_What is required_
Copy the stretch of the libertarianism passage from "Is libertarianism a" through "over many centuries." word for word.

_Supplied text_
Emphasising small government, individual liberties and the benefits of markets, libertarianism stakes a bold claim to be the true emancipating force at work in a world compromised by oppressive state power.

However, libertarianism, as both a politics and a “movement”, is often criticised for de-prioritising racial and gender diversity.

Is libertarianism a force for entrenching oppression of LGBT people, or is it the best friend of queer communities? We invited the IPA’s Julie Novak and Comment is Free contributor Simon Copland to discuss the issue.

Is libertarianism the best friend of queer communities?

‘Oppression of LGBT people is treatment is clearly incompatible with the principles of classical liberalism.’ Masked supporters of Kenya’s LGBT community protest in Nairobi. Photograph: EPA

Julie Novak: Libertarianism is the LGBT community’s best friend

The coercive state, often in concert with religious orders, has brutalised, ostracised and persecuted certain minorities over many centuries.

People physically attracted to those of the same sex and those who flouted conventional stereotypes surrounding gender identity have long been a ready target for ill?treatment, with the worst cases including executions, imprisonment, or enforced medical treatments to override such allegedly deviant behaviours.

_Provided data_

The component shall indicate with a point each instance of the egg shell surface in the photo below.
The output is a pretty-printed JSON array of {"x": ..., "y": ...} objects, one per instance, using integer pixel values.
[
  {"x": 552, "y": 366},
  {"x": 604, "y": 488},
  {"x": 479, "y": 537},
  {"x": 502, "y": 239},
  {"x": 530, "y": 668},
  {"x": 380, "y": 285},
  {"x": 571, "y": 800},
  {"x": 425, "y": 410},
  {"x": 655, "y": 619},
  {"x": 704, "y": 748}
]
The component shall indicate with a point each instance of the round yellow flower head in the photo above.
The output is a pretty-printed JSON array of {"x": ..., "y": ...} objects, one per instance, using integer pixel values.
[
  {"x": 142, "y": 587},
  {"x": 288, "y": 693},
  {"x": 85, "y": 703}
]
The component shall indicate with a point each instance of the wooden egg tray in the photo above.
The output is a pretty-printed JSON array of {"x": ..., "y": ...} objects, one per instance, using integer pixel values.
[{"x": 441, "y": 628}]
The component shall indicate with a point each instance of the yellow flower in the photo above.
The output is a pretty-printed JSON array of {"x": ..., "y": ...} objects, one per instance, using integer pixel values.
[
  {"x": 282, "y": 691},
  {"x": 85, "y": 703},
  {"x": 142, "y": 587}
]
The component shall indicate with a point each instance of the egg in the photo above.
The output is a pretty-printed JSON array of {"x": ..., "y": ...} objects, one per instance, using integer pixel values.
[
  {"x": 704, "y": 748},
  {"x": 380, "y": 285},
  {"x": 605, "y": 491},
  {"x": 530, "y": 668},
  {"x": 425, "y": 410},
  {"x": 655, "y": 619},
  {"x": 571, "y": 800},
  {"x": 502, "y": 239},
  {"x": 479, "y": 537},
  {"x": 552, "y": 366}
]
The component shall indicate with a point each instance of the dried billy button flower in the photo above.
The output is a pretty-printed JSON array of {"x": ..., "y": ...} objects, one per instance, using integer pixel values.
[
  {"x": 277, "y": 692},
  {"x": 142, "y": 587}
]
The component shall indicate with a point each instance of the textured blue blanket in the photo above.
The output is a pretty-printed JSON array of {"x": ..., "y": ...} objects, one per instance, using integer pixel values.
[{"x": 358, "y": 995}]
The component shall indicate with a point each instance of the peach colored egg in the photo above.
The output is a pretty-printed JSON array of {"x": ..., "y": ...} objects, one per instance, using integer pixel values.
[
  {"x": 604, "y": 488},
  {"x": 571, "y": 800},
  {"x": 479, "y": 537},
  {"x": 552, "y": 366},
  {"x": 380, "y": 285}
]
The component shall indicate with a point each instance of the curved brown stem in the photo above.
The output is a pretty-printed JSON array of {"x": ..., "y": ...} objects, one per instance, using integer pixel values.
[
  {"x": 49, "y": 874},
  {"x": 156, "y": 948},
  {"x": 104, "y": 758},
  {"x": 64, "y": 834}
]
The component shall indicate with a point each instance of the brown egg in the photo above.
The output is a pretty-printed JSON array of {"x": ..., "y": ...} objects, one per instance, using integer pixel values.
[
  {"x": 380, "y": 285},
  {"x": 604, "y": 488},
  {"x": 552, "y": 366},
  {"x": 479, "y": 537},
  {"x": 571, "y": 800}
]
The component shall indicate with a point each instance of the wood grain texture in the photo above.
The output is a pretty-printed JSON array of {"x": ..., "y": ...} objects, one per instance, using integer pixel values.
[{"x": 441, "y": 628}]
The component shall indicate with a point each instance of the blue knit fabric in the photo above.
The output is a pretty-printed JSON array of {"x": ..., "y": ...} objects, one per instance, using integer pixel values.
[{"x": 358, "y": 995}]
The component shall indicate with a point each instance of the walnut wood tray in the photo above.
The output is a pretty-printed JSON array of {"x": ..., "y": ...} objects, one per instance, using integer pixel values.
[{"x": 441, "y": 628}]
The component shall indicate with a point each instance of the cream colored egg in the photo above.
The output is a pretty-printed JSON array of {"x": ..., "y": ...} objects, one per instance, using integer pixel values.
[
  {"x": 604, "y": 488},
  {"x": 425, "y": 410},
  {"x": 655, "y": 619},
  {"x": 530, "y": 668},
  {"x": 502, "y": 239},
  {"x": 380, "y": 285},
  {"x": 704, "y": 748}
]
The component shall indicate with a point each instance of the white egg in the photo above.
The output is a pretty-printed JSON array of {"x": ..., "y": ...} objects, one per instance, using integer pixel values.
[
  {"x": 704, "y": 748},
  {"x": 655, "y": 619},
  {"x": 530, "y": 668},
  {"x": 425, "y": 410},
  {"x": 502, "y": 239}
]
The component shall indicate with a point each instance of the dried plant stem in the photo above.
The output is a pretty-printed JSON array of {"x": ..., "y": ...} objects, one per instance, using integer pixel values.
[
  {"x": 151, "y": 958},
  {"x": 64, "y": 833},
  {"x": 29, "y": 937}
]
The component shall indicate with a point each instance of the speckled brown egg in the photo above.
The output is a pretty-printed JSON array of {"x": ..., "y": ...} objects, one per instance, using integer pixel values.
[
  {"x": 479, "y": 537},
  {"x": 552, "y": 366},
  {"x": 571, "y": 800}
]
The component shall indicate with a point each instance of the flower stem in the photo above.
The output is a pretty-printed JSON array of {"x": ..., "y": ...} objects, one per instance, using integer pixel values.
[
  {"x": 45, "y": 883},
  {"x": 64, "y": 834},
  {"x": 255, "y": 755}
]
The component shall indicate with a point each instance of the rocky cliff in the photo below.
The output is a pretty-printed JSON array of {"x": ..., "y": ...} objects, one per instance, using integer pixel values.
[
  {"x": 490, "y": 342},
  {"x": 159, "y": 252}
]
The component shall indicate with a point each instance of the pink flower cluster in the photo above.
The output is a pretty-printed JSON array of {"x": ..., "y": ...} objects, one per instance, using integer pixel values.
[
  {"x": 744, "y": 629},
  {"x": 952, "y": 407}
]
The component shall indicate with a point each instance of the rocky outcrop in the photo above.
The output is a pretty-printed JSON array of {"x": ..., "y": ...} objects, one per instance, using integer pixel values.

_Response_
Is libertarianism a force for entrenching oppression of LGBT people, or is it the best friend of queer communities? We invited the IPA’s Julie Novak and Comment is Free contributor Simon Copland to discuss the issue.

Is libertarianism the best friend of queer communities?

‘Oppression of LGBT people is treatment is clearly incompatible with the principles of classical liberalism.’ Masked supporters of Kenya’s LGBT community protest in Nairobi. Photograph: EPA

Julie Novak: Libertarianism is the LGBT community’s best friend

The coercive state, often in concert with religious orders, has brutalised, ostracised and persecuted certain minorities over many centuries.